───── Texto extraído ─────

Con esto bastará para que comprendáis que Pedro Emilio Coll es el menos retórico de nuestros escritores. Elección de palabras, construcción y ordenación de frases, son para él cosas poco menos que desconocidas; pero el mismo furor divino que arrastraba a la pitonisa a prorrumpir en frases incoherentes cuyo extraño sentido turbaba el ánimo de los que consultaban el oráculo, lo arrastraba igualmente a encontrar en el momento preciso la frase feliz y armoniosa que expresa justamente aquello que está palpitando entonces en su pensamiento.
Es un inspirado, no en el sentido que los viejos poetas atribuían a aquella inspiración ciega y sorda que guiaba al bardo por los mayores aciertos de dicción y de idea y por los más funestos extravíos; pues esta inspiración no es nunca desordenada y violenta, ni anda a «saltos de antílope», como creían los románticos que debe andar siempre. Entre el estilo de Montalvo, por ejemplo, que no fue nunca sino un desesperado romántico, en política y en literatura, y el de Coll, existen dos fosos inmensos: el uno formado de purismo impertinente, a ocasiones insoportable, en el ecuatoriano, y el otro de orden sereno, diáfano y puro, en el venezolano. Los partidarios del gramaticalismo encontrarán superior el estilo del primero, porque en él es casi imposible encontrar palabra, giro ni frase que no esté suficientemente autorizado por antiguos escritores españoles; y yo, a pesar de ello, me quedaría con el del segundo, por la transparencia, la elegancia desnuda y sin artificio, y principalmente por aquella resonancia recóndita, que no reside por cierto en la mayor o menor habilidad con que está compuesta la frase, sino en la armonía y en la justeza con que se adapta el íntimo pensamiento del escritor a la forma con que lo expone, en concordancia total y expresiva, como en plenitud melodiosa adáptase el agua del océano a los recodos y acantilados de la ribera.

───── Extracto de datos ─────

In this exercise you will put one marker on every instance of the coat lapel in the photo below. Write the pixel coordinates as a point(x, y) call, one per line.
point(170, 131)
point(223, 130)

─────

### Tarea pendiente
Actualiza el pasaje del texto sobre el estilo de Pedro Emilio Coll que comienza con las palabras que contienen "Con esto bastará" y termina con "en su pensamiento.", y reemplaza "pitonisa" por "sibila". Los datos provienen de una fuente distinta a la del texto.

### Tarea realizada
Con esto bastará para que comprendáis que Pedro Emilio Coll es el menos retórico de nuestros escritores. Elección de palabras, construcción y ordenación de frases, son para él cosas poco menos que desconocidas; pero el mismo furor divino que arrastraba a la sibila a prorrumpir en frases incoherentes cuyo extraño sentido turbaba el ánimo de los que consultaban el oráculo, lo arrastraba igualmente a encontrar en el momento preciso la frase feliz y armoniosa que expresa justamente aquello que está palpitando entonces en su pensamiento.